WORK REQUIRED:
Pick out and copy each line of the material below that contains the string "green". Case matters when matching.
====================
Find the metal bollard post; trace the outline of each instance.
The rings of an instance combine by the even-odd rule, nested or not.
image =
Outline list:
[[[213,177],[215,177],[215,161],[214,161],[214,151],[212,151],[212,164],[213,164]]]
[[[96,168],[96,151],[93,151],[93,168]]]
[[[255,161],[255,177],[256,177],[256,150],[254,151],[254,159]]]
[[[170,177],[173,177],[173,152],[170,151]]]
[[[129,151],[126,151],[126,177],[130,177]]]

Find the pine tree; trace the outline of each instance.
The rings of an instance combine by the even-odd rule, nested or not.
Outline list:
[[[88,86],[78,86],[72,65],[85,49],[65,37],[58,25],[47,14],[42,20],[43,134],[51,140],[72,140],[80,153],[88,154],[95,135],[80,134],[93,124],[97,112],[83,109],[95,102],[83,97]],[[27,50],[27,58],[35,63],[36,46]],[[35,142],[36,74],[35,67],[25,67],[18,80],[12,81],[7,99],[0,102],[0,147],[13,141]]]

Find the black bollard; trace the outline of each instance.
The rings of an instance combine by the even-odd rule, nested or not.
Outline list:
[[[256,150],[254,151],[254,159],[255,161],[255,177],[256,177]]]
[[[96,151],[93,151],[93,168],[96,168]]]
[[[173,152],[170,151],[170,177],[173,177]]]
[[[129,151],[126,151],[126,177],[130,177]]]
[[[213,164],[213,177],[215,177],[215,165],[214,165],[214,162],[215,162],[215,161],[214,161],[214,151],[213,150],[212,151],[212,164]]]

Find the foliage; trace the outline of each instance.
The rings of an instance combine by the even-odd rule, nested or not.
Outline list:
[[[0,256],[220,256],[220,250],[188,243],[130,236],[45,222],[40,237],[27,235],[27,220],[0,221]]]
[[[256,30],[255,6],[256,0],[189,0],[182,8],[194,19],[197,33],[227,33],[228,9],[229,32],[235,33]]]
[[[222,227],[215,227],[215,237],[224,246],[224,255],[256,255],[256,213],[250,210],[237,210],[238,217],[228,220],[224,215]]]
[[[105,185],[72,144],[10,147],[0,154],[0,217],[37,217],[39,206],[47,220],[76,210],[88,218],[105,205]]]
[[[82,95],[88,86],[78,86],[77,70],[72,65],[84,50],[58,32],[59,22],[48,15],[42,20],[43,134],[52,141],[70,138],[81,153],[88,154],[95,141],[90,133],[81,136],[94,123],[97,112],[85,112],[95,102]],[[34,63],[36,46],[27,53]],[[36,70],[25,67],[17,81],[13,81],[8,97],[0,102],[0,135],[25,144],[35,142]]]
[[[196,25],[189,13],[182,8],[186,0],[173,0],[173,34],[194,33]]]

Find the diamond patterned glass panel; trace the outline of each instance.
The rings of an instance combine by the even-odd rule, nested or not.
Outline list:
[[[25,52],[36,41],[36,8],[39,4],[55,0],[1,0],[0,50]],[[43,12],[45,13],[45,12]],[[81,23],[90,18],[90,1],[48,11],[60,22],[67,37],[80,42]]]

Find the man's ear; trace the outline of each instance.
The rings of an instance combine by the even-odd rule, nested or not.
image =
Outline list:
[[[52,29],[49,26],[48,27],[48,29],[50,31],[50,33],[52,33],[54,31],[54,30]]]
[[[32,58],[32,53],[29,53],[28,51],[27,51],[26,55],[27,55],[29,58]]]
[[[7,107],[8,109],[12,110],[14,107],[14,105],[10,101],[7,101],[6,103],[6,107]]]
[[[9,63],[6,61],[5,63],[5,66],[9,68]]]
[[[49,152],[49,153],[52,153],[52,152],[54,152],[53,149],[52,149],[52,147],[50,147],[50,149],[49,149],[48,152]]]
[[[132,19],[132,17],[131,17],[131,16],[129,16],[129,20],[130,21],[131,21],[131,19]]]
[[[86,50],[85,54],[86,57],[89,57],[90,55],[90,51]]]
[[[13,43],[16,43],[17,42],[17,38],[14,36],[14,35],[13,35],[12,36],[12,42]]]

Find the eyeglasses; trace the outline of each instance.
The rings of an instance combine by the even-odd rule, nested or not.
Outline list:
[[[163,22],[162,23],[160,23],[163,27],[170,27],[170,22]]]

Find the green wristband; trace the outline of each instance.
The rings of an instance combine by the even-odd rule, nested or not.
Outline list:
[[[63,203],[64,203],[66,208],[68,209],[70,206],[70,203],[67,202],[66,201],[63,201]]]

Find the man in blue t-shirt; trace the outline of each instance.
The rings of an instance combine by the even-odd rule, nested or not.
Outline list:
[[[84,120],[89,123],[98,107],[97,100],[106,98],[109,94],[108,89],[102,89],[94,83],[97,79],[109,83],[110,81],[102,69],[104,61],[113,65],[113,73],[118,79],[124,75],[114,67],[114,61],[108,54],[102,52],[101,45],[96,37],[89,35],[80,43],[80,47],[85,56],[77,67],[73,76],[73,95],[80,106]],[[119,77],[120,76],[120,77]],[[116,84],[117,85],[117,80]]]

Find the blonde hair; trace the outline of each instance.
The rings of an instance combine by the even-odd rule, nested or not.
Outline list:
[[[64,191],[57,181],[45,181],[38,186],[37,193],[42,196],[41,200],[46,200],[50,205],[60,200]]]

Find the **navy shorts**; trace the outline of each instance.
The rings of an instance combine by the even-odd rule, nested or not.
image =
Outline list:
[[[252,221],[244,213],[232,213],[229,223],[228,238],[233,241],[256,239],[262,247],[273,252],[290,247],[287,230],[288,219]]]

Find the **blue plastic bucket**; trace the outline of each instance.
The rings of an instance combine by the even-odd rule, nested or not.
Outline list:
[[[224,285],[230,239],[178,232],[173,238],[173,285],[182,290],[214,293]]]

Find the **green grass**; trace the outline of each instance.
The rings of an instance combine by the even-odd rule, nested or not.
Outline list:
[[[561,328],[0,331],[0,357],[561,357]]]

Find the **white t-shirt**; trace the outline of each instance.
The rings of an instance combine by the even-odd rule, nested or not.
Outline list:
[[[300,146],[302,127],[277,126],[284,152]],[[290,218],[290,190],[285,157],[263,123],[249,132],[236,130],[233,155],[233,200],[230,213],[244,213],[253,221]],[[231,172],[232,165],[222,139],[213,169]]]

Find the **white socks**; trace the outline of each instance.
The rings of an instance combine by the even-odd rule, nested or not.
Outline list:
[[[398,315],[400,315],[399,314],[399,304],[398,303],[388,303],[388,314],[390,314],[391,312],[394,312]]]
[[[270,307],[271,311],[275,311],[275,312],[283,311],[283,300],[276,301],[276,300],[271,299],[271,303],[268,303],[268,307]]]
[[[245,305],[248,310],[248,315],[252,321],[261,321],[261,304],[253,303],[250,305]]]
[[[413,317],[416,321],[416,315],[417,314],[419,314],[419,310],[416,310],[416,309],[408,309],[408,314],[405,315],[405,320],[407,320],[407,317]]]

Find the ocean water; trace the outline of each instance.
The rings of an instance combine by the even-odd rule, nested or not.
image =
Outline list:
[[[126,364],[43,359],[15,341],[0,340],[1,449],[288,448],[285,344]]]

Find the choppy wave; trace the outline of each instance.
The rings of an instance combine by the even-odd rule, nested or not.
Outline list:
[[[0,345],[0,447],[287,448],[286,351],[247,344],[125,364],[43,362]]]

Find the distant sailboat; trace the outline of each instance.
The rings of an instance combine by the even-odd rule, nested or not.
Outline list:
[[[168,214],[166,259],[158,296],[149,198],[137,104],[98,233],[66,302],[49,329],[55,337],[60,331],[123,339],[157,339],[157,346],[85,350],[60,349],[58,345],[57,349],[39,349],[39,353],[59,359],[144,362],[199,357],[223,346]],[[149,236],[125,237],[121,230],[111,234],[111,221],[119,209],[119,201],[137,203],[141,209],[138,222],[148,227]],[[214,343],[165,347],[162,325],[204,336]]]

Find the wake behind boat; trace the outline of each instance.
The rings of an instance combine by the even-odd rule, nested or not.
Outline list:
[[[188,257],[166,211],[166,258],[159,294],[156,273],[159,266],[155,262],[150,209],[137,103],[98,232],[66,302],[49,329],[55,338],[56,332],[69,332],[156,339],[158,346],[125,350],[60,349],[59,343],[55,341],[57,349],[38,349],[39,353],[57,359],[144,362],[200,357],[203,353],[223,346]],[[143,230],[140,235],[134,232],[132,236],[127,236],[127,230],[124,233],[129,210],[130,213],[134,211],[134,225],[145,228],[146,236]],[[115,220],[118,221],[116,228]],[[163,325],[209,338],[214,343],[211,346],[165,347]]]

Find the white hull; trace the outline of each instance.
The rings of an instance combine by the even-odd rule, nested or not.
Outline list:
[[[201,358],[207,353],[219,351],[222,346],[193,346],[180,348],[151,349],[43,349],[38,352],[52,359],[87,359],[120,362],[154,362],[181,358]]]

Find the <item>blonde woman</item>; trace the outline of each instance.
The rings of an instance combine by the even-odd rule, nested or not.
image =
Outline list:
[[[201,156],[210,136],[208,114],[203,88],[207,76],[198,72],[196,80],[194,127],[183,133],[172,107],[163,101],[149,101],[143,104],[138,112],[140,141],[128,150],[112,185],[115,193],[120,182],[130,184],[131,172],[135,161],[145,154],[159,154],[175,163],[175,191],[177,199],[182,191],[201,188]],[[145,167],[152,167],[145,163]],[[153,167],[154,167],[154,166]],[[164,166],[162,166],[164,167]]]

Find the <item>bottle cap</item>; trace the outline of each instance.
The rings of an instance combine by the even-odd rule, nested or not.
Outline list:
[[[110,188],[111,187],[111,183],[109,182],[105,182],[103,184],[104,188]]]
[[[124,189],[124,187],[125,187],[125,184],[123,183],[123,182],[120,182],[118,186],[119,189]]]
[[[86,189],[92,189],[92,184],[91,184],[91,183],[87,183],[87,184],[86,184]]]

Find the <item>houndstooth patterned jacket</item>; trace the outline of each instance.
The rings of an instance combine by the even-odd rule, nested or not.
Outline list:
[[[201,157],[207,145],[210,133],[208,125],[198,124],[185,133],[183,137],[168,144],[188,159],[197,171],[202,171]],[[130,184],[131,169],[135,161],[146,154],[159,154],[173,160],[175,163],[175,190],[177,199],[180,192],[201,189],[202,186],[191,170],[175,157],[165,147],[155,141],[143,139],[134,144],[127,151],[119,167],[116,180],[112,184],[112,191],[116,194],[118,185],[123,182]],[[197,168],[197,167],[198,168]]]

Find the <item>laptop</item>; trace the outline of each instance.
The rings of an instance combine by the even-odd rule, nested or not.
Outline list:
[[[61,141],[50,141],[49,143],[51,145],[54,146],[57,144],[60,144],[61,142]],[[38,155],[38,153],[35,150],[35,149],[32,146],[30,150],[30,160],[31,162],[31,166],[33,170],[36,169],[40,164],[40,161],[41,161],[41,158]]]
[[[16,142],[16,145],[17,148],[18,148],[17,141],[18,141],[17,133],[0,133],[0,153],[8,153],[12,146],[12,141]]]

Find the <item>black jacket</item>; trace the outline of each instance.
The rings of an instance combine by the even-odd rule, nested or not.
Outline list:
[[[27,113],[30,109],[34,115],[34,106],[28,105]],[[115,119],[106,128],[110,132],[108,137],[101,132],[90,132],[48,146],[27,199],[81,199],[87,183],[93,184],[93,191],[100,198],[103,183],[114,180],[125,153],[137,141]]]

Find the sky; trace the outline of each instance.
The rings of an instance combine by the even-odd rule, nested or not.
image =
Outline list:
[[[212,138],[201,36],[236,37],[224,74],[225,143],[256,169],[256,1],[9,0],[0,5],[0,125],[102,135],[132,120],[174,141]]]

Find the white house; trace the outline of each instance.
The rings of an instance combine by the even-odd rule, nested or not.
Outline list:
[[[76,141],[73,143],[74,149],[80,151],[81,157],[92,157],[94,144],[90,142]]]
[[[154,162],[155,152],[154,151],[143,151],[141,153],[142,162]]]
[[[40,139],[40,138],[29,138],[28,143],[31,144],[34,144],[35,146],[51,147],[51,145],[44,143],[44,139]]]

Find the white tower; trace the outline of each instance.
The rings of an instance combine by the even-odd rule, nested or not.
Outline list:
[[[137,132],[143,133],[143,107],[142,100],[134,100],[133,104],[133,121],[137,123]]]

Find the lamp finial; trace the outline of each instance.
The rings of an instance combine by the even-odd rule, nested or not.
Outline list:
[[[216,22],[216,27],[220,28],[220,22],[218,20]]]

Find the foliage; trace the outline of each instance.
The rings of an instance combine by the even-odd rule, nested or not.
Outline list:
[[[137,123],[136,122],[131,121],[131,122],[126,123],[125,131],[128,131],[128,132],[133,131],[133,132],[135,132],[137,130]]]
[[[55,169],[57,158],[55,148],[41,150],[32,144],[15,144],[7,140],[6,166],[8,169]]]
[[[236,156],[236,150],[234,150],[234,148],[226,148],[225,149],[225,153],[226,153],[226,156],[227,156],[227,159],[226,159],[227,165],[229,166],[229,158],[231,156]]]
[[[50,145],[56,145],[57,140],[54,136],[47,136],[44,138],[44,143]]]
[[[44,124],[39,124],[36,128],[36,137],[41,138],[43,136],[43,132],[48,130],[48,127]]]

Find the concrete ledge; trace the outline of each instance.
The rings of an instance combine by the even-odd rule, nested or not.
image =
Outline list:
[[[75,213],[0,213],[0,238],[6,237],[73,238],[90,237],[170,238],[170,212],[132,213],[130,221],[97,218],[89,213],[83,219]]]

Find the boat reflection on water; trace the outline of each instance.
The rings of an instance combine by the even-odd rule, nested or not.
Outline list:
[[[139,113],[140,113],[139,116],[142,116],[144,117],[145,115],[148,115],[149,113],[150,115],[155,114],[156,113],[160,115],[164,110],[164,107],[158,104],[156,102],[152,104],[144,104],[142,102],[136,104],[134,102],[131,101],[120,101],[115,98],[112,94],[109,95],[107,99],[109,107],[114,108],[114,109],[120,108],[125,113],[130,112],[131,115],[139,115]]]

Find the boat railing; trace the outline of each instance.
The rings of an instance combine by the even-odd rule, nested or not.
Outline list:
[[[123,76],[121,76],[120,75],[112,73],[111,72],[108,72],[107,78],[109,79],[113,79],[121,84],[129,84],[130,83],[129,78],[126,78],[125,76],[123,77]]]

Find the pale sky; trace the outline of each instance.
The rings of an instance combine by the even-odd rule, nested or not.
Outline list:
====================
EXERCISE RESPONSE:
Find the green wristband; trace the outline of each instance.
Find the **green grass**; trace the outline of each instance.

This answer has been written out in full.